=== Exercise goal ===
Rewrite the listing lines as a numbered list, skipping any blank lines, beginning with the line containing "point_to MUST indicate the small" and continuing through the line containing "Target: small evergreen tree".

=== Exercise inputs ===
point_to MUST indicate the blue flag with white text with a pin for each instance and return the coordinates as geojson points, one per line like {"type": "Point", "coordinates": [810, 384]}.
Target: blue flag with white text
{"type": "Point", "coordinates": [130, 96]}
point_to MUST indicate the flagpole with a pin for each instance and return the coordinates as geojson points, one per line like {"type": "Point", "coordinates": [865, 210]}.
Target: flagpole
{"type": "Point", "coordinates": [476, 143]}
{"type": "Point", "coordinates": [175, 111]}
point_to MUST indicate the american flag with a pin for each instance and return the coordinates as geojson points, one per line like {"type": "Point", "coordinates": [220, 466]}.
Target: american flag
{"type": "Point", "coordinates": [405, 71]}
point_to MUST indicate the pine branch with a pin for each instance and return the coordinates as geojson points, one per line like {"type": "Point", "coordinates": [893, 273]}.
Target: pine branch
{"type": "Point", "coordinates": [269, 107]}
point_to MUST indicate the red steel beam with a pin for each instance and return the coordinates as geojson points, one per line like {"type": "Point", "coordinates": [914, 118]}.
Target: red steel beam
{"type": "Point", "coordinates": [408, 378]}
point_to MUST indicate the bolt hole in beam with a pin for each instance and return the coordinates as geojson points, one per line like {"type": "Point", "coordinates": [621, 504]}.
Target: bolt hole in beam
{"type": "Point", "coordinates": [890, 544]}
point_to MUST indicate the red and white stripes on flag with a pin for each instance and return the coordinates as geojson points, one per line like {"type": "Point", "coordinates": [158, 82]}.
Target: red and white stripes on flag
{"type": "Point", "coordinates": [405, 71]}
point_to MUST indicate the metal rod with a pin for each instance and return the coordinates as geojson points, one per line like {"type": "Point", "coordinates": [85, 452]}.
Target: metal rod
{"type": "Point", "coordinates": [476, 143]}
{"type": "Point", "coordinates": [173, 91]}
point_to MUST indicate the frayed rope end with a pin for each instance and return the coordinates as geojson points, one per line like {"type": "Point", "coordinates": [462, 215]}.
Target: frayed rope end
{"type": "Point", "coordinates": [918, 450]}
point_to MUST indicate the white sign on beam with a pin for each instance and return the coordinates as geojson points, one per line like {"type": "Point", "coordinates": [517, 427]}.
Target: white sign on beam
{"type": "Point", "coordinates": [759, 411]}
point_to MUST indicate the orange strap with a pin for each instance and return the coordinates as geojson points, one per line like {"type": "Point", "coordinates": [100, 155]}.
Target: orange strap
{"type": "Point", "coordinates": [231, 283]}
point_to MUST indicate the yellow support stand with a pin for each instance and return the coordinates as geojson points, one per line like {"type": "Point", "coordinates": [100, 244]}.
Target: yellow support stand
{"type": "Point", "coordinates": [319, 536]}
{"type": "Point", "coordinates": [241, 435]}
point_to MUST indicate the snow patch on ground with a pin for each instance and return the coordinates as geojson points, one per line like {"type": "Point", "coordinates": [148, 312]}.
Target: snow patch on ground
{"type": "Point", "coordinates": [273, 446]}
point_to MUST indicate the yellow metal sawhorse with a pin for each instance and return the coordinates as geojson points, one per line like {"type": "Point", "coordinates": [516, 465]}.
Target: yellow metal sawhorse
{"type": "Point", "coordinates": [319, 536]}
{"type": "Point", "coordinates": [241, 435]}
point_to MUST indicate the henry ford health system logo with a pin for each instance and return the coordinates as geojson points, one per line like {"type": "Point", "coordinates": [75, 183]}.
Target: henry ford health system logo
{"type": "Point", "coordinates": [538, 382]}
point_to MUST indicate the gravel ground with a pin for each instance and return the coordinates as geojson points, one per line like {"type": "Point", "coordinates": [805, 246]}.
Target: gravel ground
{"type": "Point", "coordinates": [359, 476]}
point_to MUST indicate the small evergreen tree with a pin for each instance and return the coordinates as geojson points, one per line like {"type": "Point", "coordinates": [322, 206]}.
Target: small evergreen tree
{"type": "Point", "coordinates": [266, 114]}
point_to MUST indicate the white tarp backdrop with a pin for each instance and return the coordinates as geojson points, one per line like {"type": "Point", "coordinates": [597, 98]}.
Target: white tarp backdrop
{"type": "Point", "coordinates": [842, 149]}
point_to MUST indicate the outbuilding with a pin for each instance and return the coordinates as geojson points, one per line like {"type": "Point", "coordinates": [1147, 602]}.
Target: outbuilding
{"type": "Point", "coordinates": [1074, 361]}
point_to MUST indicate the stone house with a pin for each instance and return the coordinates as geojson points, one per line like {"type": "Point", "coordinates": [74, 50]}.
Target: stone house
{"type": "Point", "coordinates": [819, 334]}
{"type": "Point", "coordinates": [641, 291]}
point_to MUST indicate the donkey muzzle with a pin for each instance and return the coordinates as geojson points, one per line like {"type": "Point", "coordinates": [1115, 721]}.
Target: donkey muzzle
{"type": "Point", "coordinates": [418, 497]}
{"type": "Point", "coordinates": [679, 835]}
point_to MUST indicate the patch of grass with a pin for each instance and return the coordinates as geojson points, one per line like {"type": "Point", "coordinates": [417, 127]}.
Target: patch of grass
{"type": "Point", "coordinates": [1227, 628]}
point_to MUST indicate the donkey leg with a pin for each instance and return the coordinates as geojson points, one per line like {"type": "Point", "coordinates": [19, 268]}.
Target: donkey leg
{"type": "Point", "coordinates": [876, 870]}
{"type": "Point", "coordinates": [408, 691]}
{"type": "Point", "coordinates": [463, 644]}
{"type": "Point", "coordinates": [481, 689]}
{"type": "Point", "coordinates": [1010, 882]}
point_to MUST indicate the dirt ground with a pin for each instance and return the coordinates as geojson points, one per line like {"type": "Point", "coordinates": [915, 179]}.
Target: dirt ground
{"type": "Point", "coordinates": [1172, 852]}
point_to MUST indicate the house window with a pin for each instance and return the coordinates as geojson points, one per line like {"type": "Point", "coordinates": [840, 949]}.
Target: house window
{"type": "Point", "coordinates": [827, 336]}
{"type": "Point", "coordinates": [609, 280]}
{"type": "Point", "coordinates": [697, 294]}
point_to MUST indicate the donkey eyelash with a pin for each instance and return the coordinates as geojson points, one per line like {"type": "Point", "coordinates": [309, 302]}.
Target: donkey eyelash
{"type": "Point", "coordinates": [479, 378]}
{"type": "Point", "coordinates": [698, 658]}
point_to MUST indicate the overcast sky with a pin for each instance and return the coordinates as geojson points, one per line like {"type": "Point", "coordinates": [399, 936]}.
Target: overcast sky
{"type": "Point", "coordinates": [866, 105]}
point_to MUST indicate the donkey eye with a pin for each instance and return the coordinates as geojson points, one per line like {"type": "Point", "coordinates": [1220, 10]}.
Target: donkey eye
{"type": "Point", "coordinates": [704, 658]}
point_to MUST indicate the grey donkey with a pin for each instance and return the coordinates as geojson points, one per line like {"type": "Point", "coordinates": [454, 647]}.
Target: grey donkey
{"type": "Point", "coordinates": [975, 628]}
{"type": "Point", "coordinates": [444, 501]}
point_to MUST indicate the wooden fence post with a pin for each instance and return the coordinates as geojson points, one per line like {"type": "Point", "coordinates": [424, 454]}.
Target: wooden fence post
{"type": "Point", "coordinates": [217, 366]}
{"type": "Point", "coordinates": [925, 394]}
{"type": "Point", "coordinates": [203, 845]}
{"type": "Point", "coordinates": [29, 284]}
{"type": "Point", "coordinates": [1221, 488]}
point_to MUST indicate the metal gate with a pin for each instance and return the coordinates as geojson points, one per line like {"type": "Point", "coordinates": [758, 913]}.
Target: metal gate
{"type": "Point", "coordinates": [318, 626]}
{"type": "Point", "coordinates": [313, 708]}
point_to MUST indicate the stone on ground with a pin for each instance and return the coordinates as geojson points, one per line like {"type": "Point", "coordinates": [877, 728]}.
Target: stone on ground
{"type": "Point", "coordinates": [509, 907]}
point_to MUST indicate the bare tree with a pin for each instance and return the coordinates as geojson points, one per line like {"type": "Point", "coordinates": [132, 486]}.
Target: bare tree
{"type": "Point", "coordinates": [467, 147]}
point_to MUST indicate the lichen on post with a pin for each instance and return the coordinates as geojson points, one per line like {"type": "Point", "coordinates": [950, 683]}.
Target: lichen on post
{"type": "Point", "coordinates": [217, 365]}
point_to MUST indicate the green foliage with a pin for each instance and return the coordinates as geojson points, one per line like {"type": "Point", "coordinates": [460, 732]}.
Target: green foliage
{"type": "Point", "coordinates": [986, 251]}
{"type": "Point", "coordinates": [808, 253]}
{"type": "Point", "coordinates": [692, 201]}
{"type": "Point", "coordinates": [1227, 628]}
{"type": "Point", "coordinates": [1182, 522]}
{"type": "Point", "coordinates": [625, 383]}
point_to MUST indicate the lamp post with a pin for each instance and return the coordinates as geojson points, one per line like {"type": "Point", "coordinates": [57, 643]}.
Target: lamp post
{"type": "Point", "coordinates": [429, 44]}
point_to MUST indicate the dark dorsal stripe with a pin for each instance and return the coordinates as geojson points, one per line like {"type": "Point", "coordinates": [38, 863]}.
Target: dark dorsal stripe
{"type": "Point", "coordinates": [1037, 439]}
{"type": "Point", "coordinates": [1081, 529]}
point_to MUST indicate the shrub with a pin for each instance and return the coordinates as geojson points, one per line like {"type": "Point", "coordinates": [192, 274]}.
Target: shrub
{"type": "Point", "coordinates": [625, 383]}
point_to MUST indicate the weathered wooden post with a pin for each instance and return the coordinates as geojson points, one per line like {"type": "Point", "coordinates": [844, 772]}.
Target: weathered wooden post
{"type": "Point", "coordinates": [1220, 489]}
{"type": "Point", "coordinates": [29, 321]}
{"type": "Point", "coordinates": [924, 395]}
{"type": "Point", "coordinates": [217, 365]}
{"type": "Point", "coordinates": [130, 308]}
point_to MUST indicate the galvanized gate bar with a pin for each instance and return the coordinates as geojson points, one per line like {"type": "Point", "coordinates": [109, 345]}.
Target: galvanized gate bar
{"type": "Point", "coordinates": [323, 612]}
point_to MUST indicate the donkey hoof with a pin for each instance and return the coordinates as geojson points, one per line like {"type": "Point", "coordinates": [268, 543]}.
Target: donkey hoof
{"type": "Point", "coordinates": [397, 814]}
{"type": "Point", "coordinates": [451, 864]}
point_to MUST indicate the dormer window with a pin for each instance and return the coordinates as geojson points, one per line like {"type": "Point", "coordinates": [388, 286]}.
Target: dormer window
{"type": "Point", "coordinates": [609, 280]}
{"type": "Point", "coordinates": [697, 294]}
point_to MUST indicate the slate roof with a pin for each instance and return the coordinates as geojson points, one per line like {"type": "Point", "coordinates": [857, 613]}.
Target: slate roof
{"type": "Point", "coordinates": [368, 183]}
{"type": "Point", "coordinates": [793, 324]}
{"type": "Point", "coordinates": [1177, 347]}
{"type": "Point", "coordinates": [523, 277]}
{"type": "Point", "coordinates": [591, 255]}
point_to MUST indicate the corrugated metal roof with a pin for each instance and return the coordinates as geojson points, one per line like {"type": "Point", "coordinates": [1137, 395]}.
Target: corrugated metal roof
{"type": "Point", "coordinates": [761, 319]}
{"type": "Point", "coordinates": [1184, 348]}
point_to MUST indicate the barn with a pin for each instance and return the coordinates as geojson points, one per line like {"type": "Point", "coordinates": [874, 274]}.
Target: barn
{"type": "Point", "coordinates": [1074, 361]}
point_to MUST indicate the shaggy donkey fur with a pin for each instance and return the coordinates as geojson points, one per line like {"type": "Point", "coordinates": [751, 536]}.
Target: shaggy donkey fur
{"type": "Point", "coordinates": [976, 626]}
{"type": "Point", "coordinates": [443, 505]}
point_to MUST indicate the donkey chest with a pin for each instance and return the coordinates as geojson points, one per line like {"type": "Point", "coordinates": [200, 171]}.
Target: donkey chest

=== Complete answer ===
1. point_to MUST indicate the small evergreen tree with a pin for each instance and return the coordinates as geojson points, one per line like {"type": "Point", "coordinates": [322, 206]}.
2. Target: small evergreen tree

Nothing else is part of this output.